- [Task item]: Reproduce the lines of the material verbatim, starting at the line that contains "For every <instance>, produce" and ending at the line that contains "positive clicks: (33, 529)", both included.

START Dataset content

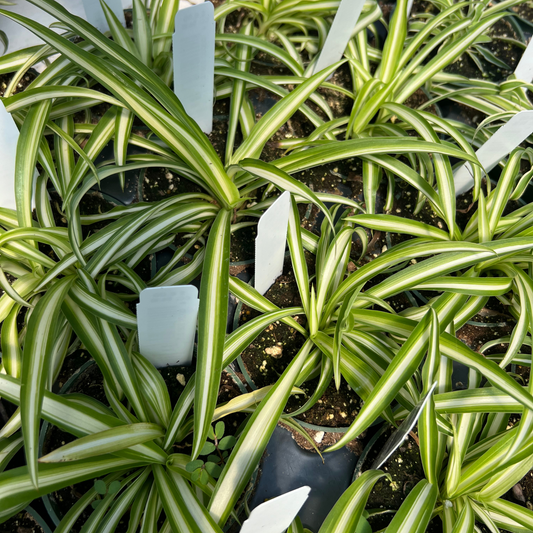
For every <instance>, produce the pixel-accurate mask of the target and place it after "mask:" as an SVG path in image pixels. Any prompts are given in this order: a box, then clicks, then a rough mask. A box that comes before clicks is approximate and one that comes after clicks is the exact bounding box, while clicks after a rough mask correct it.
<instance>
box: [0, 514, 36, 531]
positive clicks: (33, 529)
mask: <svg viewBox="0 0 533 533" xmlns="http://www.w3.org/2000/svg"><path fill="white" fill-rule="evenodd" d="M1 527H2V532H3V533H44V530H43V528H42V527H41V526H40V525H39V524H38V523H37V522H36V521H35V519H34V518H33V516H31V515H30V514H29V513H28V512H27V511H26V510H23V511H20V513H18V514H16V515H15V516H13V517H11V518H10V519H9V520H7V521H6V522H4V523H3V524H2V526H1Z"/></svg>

END Dataset content
START Dataset content

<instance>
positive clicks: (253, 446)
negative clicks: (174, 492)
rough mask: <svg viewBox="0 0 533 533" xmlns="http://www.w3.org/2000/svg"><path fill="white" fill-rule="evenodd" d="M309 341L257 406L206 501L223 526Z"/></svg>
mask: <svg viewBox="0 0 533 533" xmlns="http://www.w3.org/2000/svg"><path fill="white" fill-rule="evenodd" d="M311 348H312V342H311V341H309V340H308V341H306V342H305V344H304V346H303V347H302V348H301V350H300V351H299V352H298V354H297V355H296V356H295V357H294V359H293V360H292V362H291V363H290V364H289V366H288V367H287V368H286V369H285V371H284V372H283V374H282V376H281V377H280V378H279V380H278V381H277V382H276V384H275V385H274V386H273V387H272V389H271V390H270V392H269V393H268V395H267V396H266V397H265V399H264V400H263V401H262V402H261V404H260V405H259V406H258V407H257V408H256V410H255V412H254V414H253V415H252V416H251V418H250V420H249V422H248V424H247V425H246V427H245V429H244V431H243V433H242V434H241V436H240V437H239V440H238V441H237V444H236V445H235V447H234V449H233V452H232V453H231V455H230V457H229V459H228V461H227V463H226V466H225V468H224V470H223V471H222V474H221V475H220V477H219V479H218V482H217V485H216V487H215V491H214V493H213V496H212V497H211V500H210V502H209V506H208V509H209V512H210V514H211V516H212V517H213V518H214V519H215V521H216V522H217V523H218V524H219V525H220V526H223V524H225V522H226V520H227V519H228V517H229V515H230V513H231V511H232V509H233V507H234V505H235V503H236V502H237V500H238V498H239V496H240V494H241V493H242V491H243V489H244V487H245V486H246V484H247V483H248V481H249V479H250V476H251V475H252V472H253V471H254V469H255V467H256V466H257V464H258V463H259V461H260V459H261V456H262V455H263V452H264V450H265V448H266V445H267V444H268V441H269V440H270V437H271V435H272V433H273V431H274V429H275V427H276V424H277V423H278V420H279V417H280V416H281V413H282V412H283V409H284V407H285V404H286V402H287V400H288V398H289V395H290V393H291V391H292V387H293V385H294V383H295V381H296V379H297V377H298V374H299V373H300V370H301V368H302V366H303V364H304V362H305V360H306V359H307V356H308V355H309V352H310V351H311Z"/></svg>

END Dataset content

- [Solution for this task]:
For every <instance>, produce the pixel-accurate mask of the target and place it after "mask:" as an SVG path in image pixels. Any prompts are given in this order: a box, then clicks, then a rough mask. A box that comes before clicks is approximate and one that comes after clicks is the exact bounding box, while clicks after a rough mask correct it.
<instance>
box: [0, 514, 36, 531]
positive clicks: (33, 529)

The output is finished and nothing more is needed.